- INSTRUCTION
Identify each line in the items below that contains the word "bare", and copy those lines in full.

- DATASET EXCERPTS
────────────────

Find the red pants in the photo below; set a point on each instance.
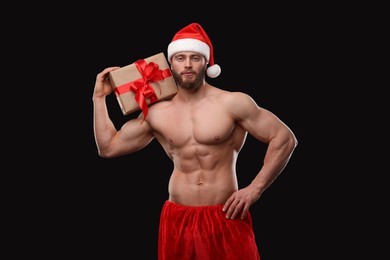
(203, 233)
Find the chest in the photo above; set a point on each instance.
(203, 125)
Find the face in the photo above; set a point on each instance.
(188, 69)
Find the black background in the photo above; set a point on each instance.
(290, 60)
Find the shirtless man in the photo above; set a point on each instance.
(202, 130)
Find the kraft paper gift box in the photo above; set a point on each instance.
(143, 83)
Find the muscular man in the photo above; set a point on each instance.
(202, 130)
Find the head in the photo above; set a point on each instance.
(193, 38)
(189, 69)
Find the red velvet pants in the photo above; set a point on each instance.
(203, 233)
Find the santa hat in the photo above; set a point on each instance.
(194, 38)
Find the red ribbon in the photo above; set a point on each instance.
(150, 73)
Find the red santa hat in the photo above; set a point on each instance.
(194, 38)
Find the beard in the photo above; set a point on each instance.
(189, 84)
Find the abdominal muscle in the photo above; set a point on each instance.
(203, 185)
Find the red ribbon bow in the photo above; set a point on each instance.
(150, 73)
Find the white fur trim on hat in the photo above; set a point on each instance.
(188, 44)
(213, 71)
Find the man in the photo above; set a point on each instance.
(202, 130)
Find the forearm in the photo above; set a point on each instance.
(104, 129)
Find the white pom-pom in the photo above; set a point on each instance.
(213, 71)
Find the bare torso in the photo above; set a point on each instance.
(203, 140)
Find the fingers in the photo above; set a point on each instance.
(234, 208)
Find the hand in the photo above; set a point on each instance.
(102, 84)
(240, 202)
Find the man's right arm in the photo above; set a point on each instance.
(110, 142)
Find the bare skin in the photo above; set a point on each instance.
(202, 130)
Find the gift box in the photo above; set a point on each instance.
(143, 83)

────────────────

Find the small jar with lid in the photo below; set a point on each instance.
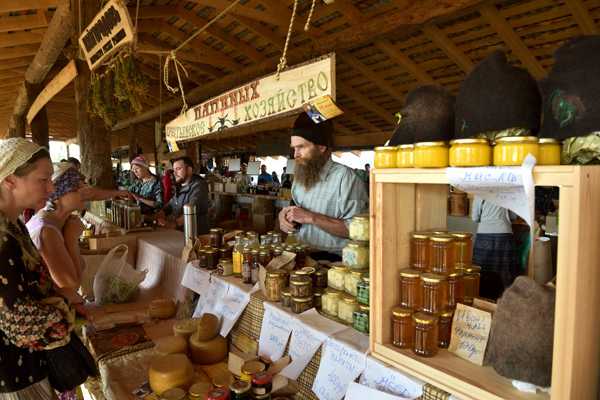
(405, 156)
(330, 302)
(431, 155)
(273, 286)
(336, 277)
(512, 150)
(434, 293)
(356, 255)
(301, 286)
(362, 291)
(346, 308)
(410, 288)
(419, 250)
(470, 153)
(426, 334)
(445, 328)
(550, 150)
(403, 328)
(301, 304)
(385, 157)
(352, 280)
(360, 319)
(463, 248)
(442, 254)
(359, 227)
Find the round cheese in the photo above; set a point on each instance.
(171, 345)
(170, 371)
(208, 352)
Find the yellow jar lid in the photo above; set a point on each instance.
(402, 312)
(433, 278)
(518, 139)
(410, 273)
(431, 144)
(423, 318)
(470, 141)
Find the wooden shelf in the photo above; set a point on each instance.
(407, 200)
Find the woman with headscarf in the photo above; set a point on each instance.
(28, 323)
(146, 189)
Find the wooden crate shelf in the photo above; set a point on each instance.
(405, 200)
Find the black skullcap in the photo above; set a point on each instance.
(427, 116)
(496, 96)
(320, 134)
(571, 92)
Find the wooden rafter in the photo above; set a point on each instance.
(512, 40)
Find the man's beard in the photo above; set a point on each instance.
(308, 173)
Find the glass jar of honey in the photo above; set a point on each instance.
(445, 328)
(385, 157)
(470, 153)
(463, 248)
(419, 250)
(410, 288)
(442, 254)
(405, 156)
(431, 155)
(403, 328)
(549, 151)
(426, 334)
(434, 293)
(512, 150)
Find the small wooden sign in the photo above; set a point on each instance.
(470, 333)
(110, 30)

────────────────

- OUTPUT FOR THIS TASK
Find the bare torso in the photo above; set a point on each instance.
Find the bare skin in the photo above; set a point on each instance.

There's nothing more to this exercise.